[start]

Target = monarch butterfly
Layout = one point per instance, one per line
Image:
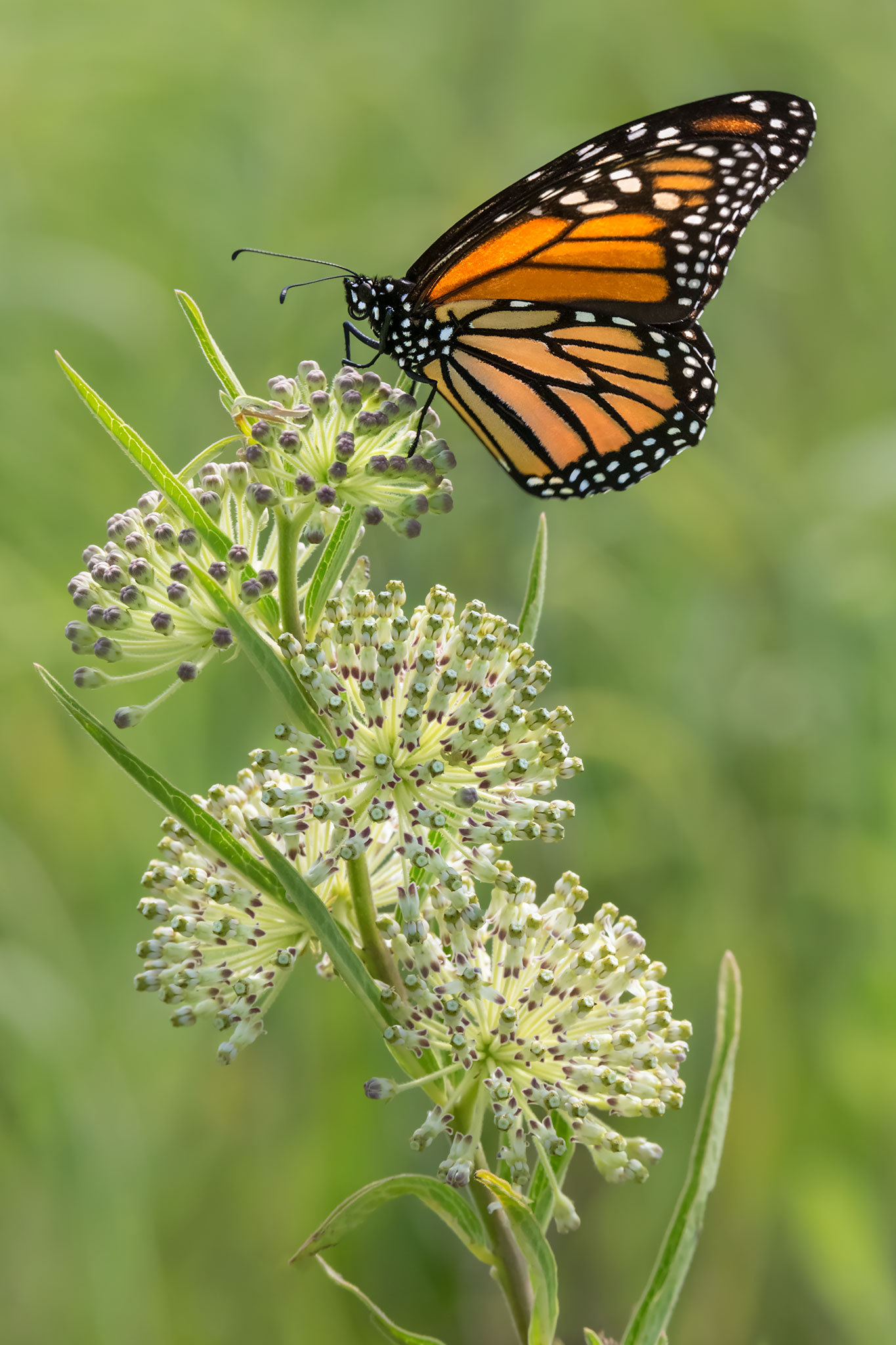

[end]
[start]

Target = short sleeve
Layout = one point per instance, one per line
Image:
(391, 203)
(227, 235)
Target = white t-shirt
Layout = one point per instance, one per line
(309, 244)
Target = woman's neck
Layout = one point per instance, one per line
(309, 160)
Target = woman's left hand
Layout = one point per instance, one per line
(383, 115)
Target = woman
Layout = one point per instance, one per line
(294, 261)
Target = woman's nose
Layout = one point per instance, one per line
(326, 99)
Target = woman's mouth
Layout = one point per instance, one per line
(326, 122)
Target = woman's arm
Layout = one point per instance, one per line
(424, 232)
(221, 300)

[end]

Exercise instructions:
Return each line of the material above that contains the string "Target". Case counts, so a match must have the same uppercase and lowercase letters.

Result for this exercise:
Target = monarch butterfly
Target = short sleeve
Target = white t-shirt
Target = woman's neck
Target = woman's left hand
Target = woman
Target = woman's nose
Target = woman's mouth
Target = woman's arm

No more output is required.